Exercise requirements
Continue the forum thread on clipping a dairy goat for show, writing the next post from its start.

Source extract
==========
# Clipping a Dairy Goat for Show



## Scottyhorse (Feb 11, 2013)

So, this has probably been asked a lot, but I couldn't find anything on Google. I am going to be showing one or two Nigerian Dwarf's in Fit and Show and possibly Breeders show. 
So, what clipper size do I use, and where do I shave?
Also, how long before the show do I shave?


----------



## LamanchaAcres (Jan 11, 2013)

Well idk if its different sizes for Nigerians but we have Lamanchas that we show. 
If your does in milk you shave her whole body and udder. If its cold were you live then make sure its a bigger blade so theres a little more hair to keep them warm. (we use a cattle blade on our Lamanchas but dont know the size on the top of my head) Ours are spoiled they get human jackets that we buy from thrift stores, lol. On our lighter colored goats we shave them about 10 - 14 days prior to show that way they blend in and dont look choppy when it comes to show time. And on our darker goats we shave about 8-12 days, to also blend in.


----------



## francismilker (Oct 22, 2011)
==========
Record list
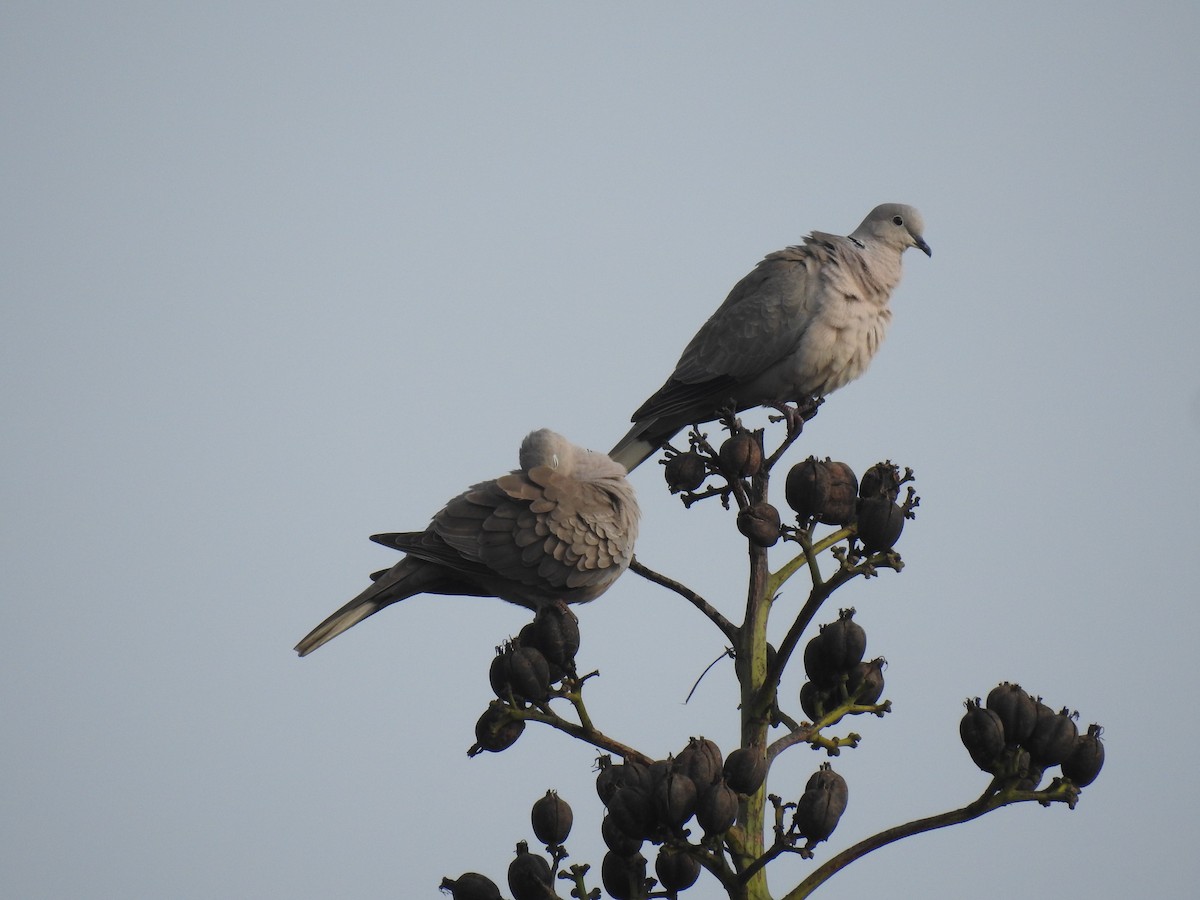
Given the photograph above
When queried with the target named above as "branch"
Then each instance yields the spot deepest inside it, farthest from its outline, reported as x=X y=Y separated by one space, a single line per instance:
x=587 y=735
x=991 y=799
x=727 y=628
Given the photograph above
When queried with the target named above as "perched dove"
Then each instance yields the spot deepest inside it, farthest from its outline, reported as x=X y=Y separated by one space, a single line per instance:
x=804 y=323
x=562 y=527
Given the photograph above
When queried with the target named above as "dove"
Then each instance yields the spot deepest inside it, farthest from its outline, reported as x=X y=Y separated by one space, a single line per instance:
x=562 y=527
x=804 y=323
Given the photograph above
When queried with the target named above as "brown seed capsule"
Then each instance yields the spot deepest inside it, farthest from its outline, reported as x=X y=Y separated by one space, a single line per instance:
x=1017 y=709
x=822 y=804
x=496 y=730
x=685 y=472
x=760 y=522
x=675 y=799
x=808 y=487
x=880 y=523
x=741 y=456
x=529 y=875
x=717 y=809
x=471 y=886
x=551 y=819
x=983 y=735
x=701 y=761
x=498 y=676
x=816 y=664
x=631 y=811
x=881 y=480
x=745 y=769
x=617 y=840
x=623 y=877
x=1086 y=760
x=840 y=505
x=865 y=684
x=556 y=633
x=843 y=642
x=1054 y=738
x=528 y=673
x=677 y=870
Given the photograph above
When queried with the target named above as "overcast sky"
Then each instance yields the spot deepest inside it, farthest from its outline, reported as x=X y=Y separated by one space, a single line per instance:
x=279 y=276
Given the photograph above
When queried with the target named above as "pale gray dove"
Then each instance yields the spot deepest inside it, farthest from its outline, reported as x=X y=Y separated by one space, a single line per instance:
==========
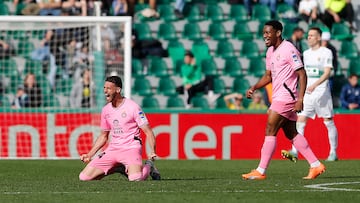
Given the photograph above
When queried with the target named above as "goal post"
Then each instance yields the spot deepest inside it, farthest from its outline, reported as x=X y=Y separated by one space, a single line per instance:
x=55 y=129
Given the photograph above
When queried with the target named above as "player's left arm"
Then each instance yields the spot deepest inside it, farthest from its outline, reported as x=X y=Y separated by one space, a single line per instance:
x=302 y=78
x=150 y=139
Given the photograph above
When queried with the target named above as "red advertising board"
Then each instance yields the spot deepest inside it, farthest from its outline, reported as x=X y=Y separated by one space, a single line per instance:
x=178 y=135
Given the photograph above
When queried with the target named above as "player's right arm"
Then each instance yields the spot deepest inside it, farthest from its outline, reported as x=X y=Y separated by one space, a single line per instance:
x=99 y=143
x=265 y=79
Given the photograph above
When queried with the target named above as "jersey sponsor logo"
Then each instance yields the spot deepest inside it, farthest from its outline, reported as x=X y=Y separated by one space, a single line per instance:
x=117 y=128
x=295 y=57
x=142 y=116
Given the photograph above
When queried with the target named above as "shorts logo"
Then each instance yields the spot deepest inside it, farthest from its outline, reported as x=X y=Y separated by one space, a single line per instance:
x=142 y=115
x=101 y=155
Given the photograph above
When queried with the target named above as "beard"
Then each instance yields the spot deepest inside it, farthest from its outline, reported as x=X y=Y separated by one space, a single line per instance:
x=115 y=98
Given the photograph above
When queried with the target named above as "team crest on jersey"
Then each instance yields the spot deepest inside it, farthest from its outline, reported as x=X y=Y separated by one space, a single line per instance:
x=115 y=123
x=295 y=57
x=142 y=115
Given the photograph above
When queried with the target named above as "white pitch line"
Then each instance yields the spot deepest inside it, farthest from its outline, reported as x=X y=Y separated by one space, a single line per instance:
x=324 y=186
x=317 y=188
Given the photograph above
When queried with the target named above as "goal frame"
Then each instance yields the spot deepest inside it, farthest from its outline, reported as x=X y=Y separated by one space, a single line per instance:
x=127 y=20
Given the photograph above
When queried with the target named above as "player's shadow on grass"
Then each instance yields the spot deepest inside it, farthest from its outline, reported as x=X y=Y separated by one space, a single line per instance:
==========
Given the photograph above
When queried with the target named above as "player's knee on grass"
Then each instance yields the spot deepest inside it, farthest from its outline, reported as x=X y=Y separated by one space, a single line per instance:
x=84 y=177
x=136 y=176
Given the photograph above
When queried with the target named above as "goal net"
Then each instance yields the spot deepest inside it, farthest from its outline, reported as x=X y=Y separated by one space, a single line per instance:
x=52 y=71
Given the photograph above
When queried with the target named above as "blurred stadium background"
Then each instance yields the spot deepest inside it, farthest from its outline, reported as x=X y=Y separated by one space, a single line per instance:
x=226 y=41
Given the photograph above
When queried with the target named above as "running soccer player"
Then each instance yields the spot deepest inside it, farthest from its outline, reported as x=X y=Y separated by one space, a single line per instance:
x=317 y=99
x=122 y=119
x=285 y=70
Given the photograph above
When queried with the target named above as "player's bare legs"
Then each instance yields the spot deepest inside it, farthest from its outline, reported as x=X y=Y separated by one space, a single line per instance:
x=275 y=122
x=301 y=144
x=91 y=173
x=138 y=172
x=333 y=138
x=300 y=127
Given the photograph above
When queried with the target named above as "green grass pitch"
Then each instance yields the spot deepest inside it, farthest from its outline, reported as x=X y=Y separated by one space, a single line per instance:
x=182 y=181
==========
Result
As LamanchaAcres said, do it at least a week prior to showing. I use a #10 blade on Andes clippers and do a total body trim including all of the tail except for about a 2" whip on the end. 

When you're doing the clip job, it will freak you out and you'll think it's way too short. Within a few days, and especially after a good shampoo it will start to blend in really well. There will normally be a lot of dandruff looking dry skin flaking off. I actually use cheap conditioner and give them a total rub down and leave it on to soak in. Then, a couple of days later I give them another shampoo to remove the flakes and greasiness of the conditioner. 

On the udder, I clip with the 10 blade first and then shave it with a bic razor and shaving cream to get it skin close.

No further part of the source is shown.